» Goal
Reproduce verbatim the lines of the rows below, starting at the line that contains "Trace the outline of every instance of the white" and ending at the line that contains "Give the mask of the white cloud.". Output only those lines.

## Begin Information given

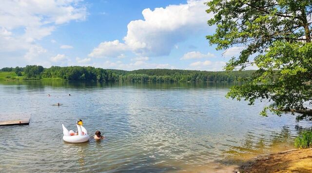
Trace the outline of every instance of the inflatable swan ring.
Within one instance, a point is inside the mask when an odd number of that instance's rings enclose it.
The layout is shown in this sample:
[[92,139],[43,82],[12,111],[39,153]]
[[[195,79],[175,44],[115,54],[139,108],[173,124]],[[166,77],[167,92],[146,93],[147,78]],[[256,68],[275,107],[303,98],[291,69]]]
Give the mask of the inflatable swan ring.
[[70,134],[68,130],[62,124],[63,134],[64,134],[63,140],[67,142],[80,143],[86,142],[90,139],[90,136],[88,135],[87,130],[82,126],[82,121],[81,119],[77,121],[77,129],[78,129],[78,135],[71,135],[72,134]]

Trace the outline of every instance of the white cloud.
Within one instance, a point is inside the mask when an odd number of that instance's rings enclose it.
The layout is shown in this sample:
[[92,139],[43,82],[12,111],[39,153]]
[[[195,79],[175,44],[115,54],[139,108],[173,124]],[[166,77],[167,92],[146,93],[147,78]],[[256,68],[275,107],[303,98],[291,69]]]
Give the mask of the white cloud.
[[[143,20],[132,20],[128,24],[124,43],[118,40],[102,42],[89,56],[116,57],[126,50],[142,56],[168,55],[176,43],[199,30],[208,28],[207,20],[213,14],[206,13],[205,1],[188,0],[186,4],[170,5],[154,11],[145,9],[142,12]],[[112,42],[118,45],[113,46]],[[111,47],[114,53],[109,53]]]
[[61,49],[73,49],[74,47],[69,45],[62,45],[59,48]]
[[50,58],[51,61],[52,62],[62,62],[65,60],[67,60],[66,57],[64,54],[58,54],[55,57],[52,57]]
[[47,52],[47,50],[38,45],[32,45],[30,46],[28,52],[24,56],[27,60],[31,60]]
[[117,58],[120,59],[124,58],[126,58],[126,55],[125,54],[121,54],[120,55],[117,56]]
[[76,58],[76,61],[78,63],[84,64],[87,62],[89,62],[91,60],[91,58],[85,58],[84,59],[81,59],[78,57]]
[[224,61],[211,61],[209,60],[197,61],[191,63],[190,67],[187,69],[212,71],[223,71],[223,67],[225,65],[226,62]]
[[193,62],[190,64],[190,66],[198,67],[198,66],[207,66],[211,65],[211,61],[209,60],[206,60],[205,61],[197,61]]
[[183,56],[180,58],[181,60],[192,59],[200,59],[205,58],[214,58],[215,56],[211,53],[208,52],[207,54],[203,54],[198,51],[193,51],[188,52],[184,54]]
[[224,57],[230,58],[236,56],[240,54],[240,52],[245,48],[245,47],[234,46],[230,47],[223,52],[223,55]]
[[122,55],[128,50],[126,44],[119,42],[119,40],[105,41],[93,49],[88,56],[94,58],[117,57]]
[[122,69],[125,70],[133,70],[140,69],[175,68],[175,67],[171,66],[168,63],[150,63],[143,61],[137,61],[134,63],[126,64],[122,63],[122,62],[120,61],[117,61],[116,62],[114,62],[109,60],[107,60],[102,64],[94,63],[93,64],[93,66],[104,68]]
[[149,58],[147,57],[139,57],[132,58],[132,61],[145,61],[149,60]]

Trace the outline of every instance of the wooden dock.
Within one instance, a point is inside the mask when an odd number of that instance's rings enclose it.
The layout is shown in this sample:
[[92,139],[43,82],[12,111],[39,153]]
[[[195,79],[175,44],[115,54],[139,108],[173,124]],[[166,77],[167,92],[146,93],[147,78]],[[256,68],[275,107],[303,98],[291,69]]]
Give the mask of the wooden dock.
[[29,125],[30,115],[0,115],[0,126]]

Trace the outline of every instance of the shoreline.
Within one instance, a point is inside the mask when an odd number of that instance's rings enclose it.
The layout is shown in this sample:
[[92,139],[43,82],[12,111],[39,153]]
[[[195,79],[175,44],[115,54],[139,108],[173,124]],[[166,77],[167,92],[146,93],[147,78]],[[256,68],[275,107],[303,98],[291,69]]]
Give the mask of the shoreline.
[[240,173],[312,172],[312,149],[290,150],[259,156],[242,164]]

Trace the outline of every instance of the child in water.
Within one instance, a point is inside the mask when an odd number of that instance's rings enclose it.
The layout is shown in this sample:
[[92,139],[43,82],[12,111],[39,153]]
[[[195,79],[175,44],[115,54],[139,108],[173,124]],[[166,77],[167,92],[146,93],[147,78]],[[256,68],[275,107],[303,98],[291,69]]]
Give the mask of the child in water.
[[104,139],[104,136],[101,135],[101,132],[98,131],[96,132],[96,135],[95,135],[93,137],[97,140]]

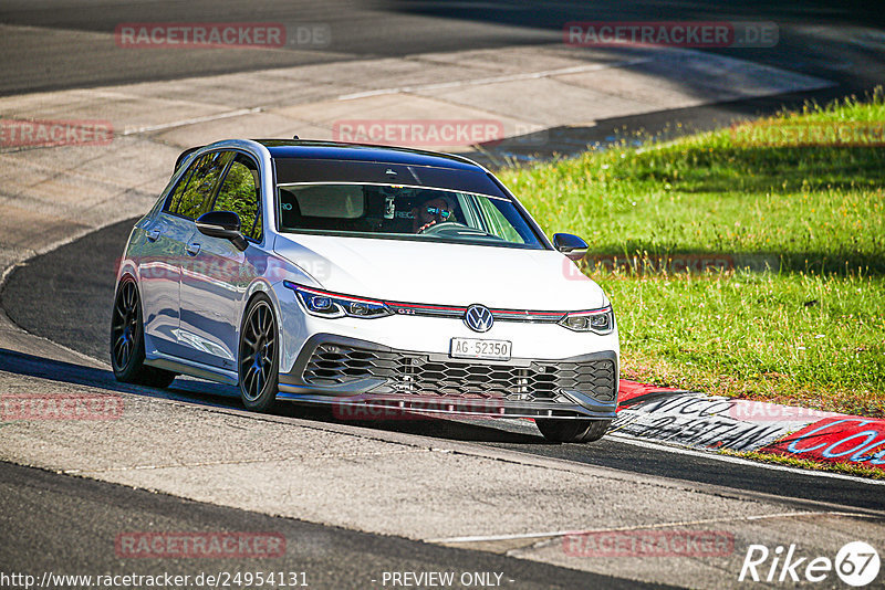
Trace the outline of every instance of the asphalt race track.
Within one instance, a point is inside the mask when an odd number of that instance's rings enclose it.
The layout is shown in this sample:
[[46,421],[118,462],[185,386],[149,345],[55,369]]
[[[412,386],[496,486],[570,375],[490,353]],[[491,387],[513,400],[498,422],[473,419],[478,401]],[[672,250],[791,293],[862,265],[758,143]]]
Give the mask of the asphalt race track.
[[[168,530],[272,530],[298,539],[298,549],[274,559],[274,570],[310,572],[309,586],[345,588],[369,586],[384,571],[496,571],[503,579],[518,579],[521,588],[667,588],[638,584],[610,576],[501,557],[482,551],[452,549],[396,537],[367,535],[291,518],[181,501],[124,486],[0,463],[3,506],[0,524],[4,535],[18,542],[0,546],[0,562],[15,563],[22,572],[117,571],[113,551],[119,533],[117,523],[132,530],[162,523]],[[34,498],[51,510],[37,510]],[[48,541],[45,531],[60,530]],[[293,544],[294,545],[294,544]],[[111,548],[111,550],[108,550]],[[60,557],[64,567],[59,567]],[[96,559],[97,557],[97,559]],[[180,559],[139,568],[143,576],[164,572],[198,576],[209,571],[249,571],[249,559]],[[555,580],[555,586],[551,583]]]

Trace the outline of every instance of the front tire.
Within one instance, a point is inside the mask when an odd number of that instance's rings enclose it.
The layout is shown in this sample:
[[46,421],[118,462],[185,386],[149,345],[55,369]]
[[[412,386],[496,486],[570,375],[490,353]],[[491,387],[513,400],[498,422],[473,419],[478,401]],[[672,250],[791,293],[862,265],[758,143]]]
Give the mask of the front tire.
[[145,331],[138,286],[125,277],[117,286],[111,314],[111,366],[114,377],[124,383],[165,388],[175,373],[145,365]]
[[598,441],[608,430],[611,420],[556,420],[538,418],[534,420],[544,439],[553,442],[589,443]]
[[247,410],[267,412],[277,400],[280,355],[277,318],[267,295],[257,295],[243,315],[240,329],[240,399]]

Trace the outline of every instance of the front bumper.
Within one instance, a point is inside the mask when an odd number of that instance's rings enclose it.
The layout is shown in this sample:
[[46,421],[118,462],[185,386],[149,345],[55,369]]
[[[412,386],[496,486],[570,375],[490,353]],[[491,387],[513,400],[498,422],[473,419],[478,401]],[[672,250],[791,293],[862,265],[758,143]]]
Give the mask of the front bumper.
[[[277,398],[332,404],[344,417],[366,405],[394,411],[500,418],[615,418],[617,355],[555,360],[452,359],[315,334]],[[377,414],[373,414],[377,415]]]

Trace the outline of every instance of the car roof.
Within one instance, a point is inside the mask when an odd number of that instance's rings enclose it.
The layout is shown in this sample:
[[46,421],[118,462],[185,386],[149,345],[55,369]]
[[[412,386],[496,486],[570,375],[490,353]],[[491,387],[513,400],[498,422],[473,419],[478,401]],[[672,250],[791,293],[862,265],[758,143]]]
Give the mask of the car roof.
[[254,141],[268,148],[273,158],[351,160],[400,164],[405,166],[435,166],[459,170],[483,170],[478,164],[461,156],[420,149],[304,139],[256,139]]

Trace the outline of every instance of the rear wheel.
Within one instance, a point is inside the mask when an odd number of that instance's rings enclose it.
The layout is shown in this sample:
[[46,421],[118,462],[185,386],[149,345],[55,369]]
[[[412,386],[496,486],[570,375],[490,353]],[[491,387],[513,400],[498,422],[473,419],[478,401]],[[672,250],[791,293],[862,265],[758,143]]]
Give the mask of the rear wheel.
[[587,443],[602,439],[608,430],[611,420],[556,420],[538,418],[534,420],[538,430],[549,441]]
[[175,373],[145,365],[145,337],[138,287],[124,278],[114,297],[111,315],[111,366],[114,377],[124,383],[148,387],[169,387]]
[[249,410],[267,412],[279,387],[277,318],[266,295],[257,295],[240,329],[240,398]]

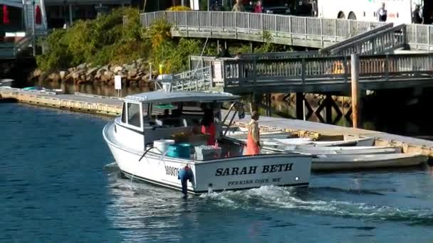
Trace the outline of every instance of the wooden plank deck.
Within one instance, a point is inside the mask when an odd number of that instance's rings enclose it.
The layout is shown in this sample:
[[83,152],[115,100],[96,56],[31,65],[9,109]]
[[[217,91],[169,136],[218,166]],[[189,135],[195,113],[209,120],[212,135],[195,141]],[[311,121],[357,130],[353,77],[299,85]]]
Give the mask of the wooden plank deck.
[[[14,99],[20,102],[35,105],[110,116],[118,116],[122,111],[122,101],[117,97],[80,93],[54,94],[0,87],[0,99]],[[229,117],[231,118],[230,116]],[[245,118],[242,119],[239,119],[236,116],[234,122],[242,126],[248,124],[250,119],[249,114],[246,114]],[[422,153],[433,157],[433,141],[428,140],[381,131],[278,117],[261,117],[259,123],[260,126],[265,127],[286,129],[300,136],[318,139],[339,136],[372,136],[375,138],[376,146],[401,146],[405,153]]]
[[23,90],[0,87],[0,97],[14,99],[23,103],[70,109],[81,112],[119,115],[122,101],[115,97],[75,93],[55,94],[36,90]]

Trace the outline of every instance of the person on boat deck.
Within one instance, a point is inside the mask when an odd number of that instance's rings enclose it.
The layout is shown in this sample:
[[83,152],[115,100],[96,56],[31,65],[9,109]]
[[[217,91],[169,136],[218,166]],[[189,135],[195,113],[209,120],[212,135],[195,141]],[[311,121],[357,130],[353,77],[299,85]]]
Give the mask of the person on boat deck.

## End Information given

» Response to the task
Trace the outline of every instance of the white cloud.
Within one instance, a point is inside the mask when an odd number of that instance's rings enclose it.
The layout is shown in this sample:
[[92,139],[43,82],[12,111],[39,153]]
[[[195,79],[175,44],[115,54],[139,108],[173,124]],[[166,77],[167,92],[146,93],[147,78]],[[256,68],[275,107],[303,98],[291,69]]]
Give the mask of the white cloud.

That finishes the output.